Problems and tasks ::
• 1. Decide whether each statement agrees with the National Coach Museum passage, answering yes or no and quoting the deciding words: (a) the first stone of the new building was laid on 1 February 2010; (b) the museum operated in the Old Riding School for 110 years before moving; (c) the pavilion is raised off the ground by 12 pillars.
• 2. Using the National Coach Museum passage, explain in one to three sentences why the museum left the Royal Riding School of Belém.
• 3. Please carry on the National Coach Museum passage from its final sentence.

Document section ::
* * * * * * * * *
The project for the new building of the National Coach Museum was launched in 2008 to coincide with the inauguration and the celebrations of the Centenary of the Republic in 2010. With the first stone laid on 1 February 2010, and inaugurated on 23 May 2015, the project was signed by Brazilian architect Paulo Mendes da Rocha (Pritzker Prize 2006) in consortium with Portuguese architect Ricardo Bak Gordon and engineer Rui Furtado. Despite the beauty and charm of the Royal Riding School of Belém, the need to increase the exhibition area of the museum and to create new technical infrastructures and support services was always pressing. Thus, after 110 years of operation in the Old Riding School, the museum moved to an area where the old General Army Workshops used to be located.

The building of the Coach Museum emerged in Belém as a cultural facility but also as a public place (Bak Gordon). In the words of Paulo Mendes da Rocha, "the museum has no door and relates to all sides"; the true project is not the museum building itself, but the fact that it, through the "annex," stitches the fabric of the city and highlights the "pavilion" as a great treasure (a parallelepiped measuring 132m x 48m x 12m, elevated off the ground by 14 circular pillars).
* * * * * * * * *
Supplied records ::
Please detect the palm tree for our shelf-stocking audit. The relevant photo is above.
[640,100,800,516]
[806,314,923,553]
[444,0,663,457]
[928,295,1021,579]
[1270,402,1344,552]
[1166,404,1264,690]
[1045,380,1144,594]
* * * * * * * * *
Written answers ::
• 1.
(a) Yes: "With the first stone laid on 1 February 2010"
(b) Yes: "after 110 years of operation in the Old Riding School, the museum moved"
(c) No: "elevated off the ground by 14 circular pillars"

• 2. The museum needed a larger exhibition area and new technical infrastructures and support services. That need was always pressing despite the beauty and charm of the Royal Riding School of Belém, so the museum moved to the site of the old General Army Workshops.

• 3.
With a gross area of 15,177m², the new construction houses two interconnected buildings via an aerial walkway: the "Exhibition Pavilion" and the "Annex Building." The "Exhibition Pavilion," located on the first floor, consists of two large side galleries that house the permanent exhibition and a central nave intended for various functionalities; devoid of any decoration, it features a high ceiling, a continuous floor of polished concrete, and white walls punctually interrupted by openings or display cases.

The "Annex Building" includes an administrative area, a dining area, and an auditorium. For the New Building, spaces were designed for exhibitions, a conservation workshop and reserves, a library, an area for educational services, an auditorium, a shop, a dining area, and the Museum Square: a freely accessible space that also serves as a public promenade and leisure area. A pedestrian and cycle-friendly path is also highlighted, which runs along the facade facing Jardim Afonso de Albuquerque, from Rua da Junqueira to the Belém river station (completion expected in 2018).